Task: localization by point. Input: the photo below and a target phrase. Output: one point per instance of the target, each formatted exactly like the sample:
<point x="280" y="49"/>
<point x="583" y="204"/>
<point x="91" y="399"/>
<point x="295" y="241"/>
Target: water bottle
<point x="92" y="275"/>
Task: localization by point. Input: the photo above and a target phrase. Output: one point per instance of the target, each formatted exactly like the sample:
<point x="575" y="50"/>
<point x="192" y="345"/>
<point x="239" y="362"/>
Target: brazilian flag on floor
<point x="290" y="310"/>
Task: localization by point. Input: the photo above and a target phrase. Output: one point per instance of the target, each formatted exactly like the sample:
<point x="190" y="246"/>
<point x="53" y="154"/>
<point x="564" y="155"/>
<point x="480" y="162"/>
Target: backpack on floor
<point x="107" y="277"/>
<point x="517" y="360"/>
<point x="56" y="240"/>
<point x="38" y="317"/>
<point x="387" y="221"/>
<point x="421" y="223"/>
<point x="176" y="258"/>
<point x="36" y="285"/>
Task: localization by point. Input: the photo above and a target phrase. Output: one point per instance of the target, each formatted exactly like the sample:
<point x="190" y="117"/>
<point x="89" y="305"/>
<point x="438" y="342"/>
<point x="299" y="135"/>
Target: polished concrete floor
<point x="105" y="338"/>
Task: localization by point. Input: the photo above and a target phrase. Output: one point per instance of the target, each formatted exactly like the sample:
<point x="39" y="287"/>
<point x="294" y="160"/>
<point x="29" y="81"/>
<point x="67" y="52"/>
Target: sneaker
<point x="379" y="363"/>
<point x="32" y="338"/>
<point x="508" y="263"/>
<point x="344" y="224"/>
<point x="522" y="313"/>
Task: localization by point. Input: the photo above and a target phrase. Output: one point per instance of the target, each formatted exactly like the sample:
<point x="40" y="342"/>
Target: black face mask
##########
§ **What to produce**:
Return every record, word for word.

§ **Correct result**:
Task: localization by point. Input: the photo below and a target phrase. Output: one point per instance of the target, each formatted exactly like the sample:
<point x="280" y="49"/>
<point x="583" y="204"/>
<point x="91" y="399"/>
<point x="295" y="241"/>
Target: water bottle
<point x="92" y="275"/>
Task: localization by point. Input: the photo above and a target phrase. Output: one point per instance of the target, each formatted exactly like the sample:
<point x="575" y="50"/>
<point x="192" y="345"/>
<point x="239" y="362"/>
Target: brazilian flag on floor
<point x="290" y="310"/>
Task: localization by point. Input: the photo above and a target phrase. Output: one point per instance of the target, each formatted exactly like the sample:
<point x="190" y="246"/>
<point x="53" y="154"/>
<point x="564" y="155"/>
<point x="480" y="162"/>
Target: backpack on floor
<point x="107" y="277"/>
<point x="517" y="360"/>
<point x="56" y="240"/>
<point x="38" y="317"/>
<point x="387" y="221"/>
<point x="421" y="223"/>
<point x="176" y="258"/>
<point x="36" y="285"/>
Task: localization by point. Input: the photo above and a target phrase. Output: one point per instance of the target, each formatted exactly like the sample:
<point x="190" y="117"/>
<point x="89" y="305"/>
<point x="438" y="342"/>
<point x="299" y="135"/>
Target: polished concrete floor
<point x="105" y="338"/>
Task: localization by point. Input: the photo above and a target phrase. Output: one point per instance of the target, each formatted exactly like the sample:
<point x="39" y="287"/>
<point x="294" y="160"/>
<point x="29" y="81"/>
<point x="67" y="52"/>
Target: sneaker
<point x="379" y="363"/>
<point x="32" y="338"/>
<point x="508" y="263"/>
<point x="344" y="224"/>
<point x="522" y="313"/>
Task: localization by point. Input: the photo above and a target phrase. Output: one point per instance of the target, each formatted exactly like the sample:
<point x="40" y="342"/>
Target: black face mask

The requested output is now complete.